TASK BRIEF → Copy the entries below word for word, starting at the line containing "Give the innermost point of each instance of the paper" and ending with the line containing "Give the innermost point of each instance of the woven", both included. Omit the pictures from your copy.

STORED ROWS →
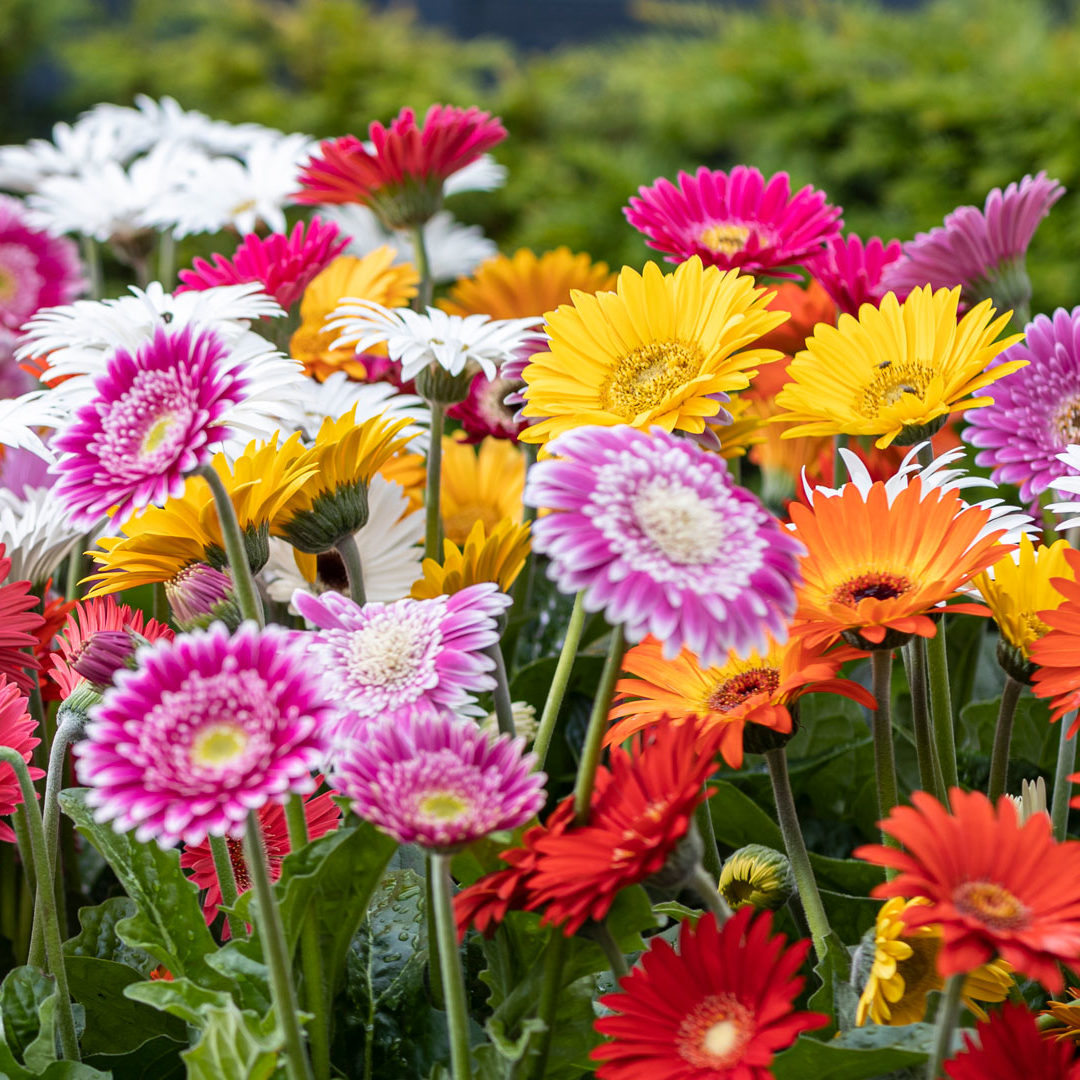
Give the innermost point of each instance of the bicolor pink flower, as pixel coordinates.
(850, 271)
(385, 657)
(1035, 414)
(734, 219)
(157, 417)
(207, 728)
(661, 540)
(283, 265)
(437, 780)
---
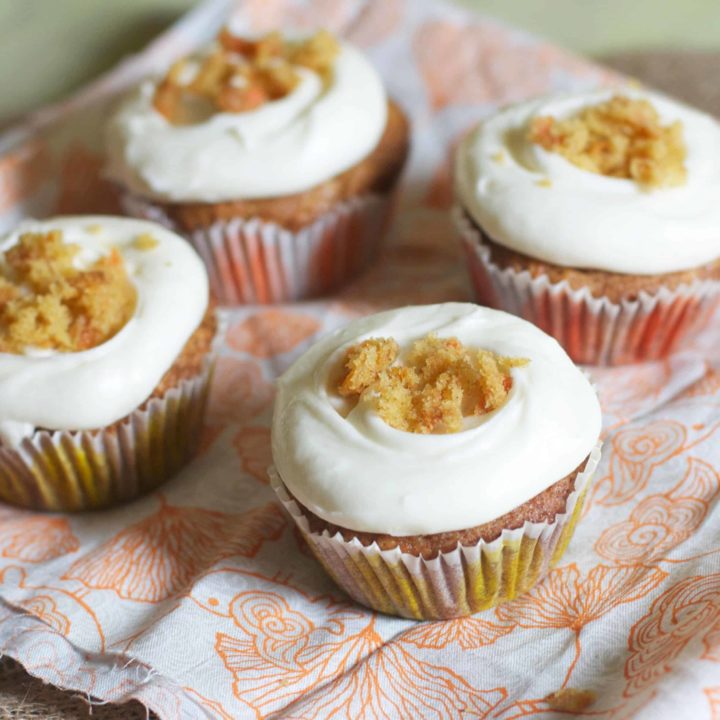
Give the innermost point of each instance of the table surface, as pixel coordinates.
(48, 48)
---
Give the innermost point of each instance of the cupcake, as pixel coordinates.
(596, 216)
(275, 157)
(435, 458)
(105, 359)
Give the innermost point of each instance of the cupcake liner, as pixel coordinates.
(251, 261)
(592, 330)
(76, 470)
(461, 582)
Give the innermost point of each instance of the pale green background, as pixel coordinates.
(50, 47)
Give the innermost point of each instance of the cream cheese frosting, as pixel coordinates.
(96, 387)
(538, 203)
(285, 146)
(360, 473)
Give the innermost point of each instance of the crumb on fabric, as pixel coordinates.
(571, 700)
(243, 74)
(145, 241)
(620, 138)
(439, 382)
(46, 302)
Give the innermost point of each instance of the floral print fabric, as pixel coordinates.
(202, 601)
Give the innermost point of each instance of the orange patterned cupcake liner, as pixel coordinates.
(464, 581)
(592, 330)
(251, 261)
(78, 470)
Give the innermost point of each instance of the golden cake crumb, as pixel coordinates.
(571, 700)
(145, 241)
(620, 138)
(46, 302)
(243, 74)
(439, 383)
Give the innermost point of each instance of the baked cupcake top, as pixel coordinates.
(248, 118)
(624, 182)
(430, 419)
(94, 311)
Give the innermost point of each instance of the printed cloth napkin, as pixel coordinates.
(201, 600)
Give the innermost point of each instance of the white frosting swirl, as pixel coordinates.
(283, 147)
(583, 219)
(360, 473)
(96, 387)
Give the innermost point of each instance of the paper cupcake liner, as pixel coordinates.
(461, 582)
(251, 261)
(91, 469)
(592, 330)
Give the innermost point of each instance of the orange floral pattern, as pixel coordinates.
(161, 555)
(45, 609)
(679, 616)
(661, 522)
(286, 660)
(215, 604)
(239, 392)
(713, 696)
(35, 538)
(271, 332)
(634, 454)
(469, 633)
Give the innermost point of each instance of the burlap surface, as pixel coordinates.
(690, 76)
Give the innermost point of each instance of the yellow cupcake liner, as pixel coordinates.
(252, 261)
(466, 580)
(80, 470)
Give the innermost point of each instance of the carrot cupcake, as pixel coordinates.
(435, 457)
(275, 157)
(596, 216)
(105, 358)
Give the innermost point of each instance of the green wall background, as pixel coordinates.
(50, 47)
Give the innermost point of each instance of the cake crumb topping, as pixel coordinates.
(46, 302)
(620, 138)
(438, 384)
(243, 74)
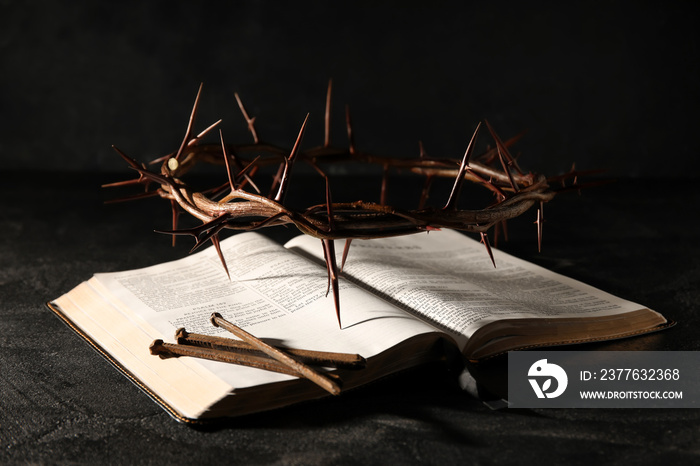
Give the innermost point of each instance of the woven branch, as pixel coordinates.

WORKED SOLUTION →
Give the innermost point of each instance of the paper cupcake liner, as pixel coordinates.
(461, 582)
(251, 261)
(91, 469)
(592, 330)
Give the innermost point of each instance of the orange floral pattern, as pixel coordinates.
(161, 555)
(45, 609)
(679, 616)
(661, 522)
(286, 660)
(215, 604)
(239, 392)
(713, 696)
(35, 538)
(271, 332)
(634, 454)
(469, 633)
Give the innermost point of each instance of the burlap surface, as pixel coordinates.
(690, 76)
Give the innermost point of each instance of the yellow cupcake liner, as pixel coordinates.
(252, 261)
(466, 580)
(80, 470)
Give the innermost point of each instance of the carrot cupcake, as pixel coordinates.
(435, 457)
(275, 157)
(596, 216)
(105, 358)
Give the innermost point of each instance of the green wall background, as pixel coordinates.
(50, 47)
Give the innermost point of each instance of the cake crumb topping, as pixel coordinates.
(46, 302)
(620, 138)
(438, 384)
(243, 74)
Give the innermost point of each instance of the woven branch, as pixel coordinates.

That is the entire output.